__Task statement__
Count the lines in the rows below that contain the string "white", and reply with that number alone.
[BEGIN Record extracts]
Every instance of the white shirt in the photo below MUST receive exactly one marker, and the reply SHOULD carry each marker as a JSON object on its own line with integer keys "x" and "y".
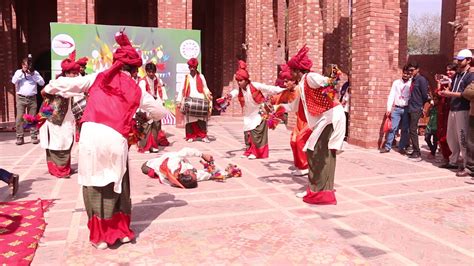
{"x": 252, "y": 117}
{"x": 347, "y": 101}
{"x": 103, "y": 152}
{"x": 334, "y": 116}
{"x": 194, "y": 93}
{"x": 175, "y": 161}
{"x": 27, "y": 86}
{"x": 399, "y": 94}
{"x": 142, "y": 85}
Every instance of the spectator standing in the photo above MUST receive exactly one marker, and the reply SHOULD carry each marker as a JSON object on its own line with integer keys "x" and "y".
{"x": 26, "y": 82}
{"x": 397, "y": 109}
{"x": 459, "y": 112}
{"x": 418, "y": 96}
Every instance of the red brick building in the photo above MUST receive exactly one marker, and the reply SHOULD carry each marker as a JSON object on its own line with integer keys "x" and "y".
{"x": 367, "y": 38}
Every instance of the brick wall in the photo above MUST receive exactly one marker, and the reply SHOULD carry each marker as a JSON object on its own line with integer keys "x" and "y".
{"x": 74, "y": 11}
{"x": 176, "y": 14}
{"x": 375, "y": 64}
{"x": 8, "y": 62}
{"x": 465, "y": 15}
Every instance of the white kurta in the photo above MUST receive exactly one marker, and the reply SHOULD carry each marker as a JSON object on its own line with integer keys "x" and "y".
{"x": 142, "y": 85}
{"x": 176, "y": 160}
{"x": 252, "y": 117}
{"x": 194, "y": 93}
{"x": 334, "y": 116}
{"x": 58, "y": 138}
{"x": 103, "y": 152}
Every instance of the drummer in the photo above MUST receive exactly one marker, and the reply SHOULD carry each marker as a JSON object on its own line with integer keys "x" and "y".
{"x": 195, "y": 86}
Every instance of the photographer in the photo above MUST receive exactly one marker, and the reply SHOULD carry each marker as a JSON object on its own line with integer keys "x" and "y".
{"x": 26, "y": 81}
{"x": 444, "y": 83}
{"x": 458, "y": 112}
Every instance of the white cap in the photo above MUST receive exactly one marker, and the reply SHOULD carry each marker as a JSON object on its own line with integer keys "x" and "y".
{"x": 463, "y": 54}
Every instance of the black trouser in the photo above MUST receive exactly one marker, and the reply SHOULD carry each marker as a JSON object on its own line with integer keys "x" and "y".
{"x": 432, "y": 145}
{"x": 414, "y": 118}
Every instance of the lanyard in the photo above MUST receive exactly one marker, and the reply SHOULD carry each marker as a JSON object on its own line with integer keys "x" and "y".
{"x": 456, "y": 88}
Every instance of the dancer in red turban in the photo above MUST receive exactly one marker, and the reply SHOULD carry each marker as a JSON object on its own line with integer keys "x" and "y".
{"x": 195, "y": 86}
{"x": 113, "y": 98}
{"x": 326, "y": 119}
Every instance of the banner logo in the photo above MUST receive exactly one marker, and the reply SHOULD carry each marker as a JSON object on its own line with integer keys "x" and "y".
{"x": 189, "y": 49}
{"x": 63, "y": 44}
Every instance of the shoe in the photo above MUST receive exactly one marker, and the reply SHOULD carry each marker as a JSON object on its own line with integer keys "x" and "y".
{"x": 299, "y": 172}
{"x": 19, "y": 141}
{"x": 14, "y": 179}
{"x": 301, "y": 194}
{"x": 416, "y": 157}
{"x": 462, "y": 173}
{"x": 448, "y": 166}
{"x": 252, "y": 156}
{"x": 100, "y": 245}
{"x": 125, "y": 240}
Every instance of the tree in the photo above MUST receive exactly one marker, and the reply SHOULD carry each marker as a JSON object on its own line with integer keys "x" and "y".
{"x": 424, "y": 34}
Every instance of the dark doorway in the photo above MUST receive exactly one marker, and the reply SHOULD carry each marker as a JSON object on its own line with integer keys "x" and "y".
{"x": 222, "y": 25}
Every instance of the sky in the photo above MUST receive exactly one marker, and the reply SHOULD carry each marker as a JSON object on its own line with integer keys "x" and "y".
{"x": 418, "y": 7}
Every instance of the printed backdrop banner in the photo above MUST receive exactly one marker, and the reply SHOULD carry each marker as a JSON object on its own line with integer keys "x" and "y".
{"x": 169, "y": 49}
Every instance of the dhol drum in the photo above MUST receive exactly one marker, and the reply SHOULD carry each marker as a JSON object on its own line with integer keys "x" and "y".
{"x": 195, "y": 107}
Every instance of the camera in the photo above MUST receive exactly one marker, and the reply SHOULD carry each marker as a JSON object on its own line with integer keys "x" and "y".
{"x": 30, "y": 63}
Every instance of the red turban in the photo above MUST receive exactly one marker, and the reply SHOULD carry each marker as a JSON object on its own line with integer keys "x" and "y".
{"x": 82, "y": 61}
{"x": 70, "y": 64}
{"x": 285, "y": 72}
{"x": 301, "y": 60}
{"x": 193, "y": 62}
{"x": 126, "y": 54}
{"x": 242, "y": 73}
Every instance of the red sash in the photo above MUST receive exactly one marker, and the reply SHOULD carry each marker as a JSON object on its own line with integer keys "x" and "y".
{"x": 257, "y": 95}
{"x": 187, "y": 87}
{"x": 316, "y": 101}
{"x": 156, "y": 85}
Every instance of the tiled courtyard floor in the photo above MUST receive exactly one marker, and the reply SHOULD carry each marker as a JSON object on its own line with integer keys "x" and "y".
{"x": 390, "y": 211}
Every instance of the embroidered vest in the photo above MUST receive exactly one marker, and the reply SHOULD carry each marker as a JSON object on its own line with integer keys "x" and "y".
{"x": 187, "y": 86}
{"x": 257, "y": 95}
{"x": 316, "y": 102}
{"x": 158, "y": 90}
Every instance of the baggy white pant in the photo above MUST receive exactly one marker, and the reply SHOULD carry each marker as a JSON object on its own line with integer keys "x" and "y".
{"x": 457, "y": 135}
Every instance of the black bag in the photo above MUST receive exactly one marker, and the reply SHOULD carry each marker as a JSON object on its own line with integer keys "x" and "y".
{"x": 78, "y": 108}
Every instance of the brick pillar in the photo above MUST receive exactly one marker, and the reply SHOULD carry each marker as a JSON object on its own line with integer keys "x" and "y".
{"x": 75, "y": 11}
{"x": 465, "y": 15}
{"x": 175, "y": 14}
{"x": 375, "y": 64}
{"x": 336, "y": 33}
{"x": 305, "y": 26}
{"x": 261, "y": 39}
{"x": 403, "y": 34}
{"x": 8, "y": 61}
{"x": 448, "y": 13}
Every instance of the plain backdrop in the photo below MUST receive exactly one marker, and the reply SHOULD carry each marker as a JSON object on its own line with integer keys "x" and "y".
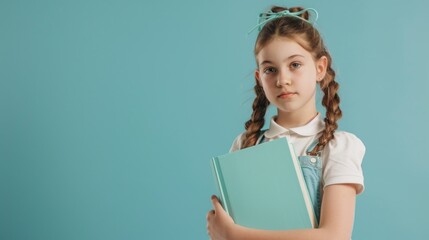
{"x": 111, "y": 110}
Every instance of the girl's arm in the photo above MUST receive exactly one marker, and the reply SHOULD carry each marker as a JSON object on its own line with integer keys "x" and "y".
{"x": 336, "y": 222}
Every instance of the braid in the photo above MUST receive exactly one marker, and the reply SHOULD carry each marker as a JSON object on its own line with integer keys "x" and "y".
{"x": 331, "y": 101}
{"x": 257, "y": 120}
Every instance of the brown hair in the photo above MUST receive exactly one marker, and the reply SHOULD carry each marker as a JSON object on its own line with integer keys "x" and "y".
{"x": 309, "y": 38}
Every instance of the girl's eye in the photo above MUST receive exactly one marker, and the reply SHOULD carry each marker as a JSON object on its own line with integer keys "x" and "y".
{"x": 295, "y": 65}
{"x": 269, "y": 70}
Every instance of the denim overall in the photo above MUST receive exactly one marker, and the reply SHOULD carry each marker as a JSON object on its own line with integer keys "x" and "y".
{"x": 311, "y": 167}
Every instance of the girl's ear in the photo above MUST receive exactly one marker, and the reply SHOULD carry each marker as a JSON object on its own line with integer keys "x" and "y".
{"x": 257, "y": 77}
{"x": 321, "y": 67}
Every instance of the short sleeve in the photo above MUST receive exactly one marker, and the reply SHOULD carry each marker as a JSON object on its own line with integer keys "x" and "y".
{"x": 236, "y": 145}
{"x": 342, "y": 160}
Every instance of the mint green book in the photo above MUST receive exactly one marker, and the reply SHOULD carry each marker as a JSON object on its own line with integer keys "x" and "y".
[END Record extracts]
[BEGIN Record extracts]
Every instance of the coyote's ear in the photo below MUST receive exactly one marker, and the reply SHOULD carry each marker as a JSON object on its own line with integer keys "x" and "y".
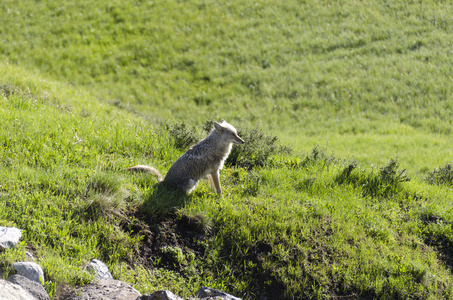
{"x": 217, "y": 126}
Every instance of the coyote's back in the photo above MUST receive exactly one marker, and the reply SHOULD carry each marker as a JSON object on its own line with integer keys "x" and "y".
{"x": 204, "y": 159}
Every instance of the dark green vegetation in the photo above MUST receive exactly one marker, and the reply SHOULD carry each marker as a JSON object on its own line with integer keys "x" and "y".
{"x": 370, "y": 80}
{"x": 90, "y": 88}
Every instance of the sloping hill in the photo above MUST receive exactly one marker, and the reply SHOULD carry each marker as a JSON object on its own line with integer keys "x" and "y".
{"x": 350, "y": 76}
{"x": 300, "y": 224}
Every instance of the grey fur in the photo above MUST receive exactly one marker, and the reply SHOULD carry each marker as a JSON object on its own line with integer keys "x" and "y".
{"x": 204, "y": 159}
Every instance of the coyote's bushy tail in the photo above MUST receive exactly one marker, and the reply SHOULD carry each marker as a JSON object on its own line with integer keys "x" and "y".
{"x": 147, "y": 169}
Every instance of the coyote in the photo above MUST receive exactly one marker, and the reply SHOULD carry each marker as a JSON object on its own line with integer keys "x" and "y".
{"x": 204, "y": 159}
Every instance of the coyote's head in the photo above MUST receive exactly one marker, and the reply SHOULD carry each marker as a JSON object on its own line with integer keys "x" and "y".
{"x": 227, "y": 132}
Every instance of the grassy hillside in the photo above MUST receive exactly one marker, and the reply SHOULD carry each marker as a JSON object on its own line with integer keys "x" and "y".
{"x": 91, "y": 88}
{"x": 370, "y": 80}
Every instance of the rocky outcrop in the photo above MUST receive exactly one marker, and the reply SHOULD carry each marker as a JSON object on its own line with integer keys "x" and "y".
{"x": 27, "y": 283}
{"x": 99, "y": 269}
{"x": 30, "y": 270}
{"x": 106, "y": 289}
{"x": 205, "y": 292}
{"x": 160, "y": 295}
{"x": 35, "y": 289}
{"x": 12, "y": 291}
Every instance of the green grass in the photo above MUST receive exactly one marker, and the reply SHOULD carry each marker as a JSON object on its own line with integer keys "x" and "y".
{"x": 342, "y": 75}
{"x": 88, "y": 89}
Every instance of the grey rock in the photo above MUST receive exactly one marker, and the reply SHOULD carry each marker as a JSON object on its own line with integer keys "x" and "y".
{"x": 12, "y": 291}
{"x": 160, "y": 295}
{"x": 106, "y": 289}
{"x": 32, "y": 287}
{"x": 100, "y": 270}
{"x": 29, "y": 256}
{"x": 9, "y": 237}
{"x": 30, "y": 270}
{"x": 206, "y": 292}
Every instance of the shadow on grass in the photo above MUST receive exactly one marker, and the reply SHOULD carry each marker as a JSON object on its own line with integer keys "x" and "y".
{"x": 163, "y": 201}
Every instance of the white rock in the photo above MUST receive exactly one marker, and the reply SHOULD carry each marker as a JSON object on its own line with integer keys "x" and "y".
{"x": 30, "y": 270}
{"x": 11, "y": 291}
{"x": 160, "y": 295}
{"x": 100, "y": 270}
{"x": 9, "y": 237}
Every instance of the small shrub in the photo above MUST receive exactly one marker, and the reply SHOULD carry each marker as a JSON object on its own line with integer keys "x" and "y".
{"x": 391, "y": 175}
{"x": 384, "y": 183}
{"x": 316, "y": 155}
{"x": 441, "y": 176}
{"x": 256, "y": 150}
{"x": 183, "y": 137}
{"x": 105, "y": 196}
[END Record extracts]
__Result below__
5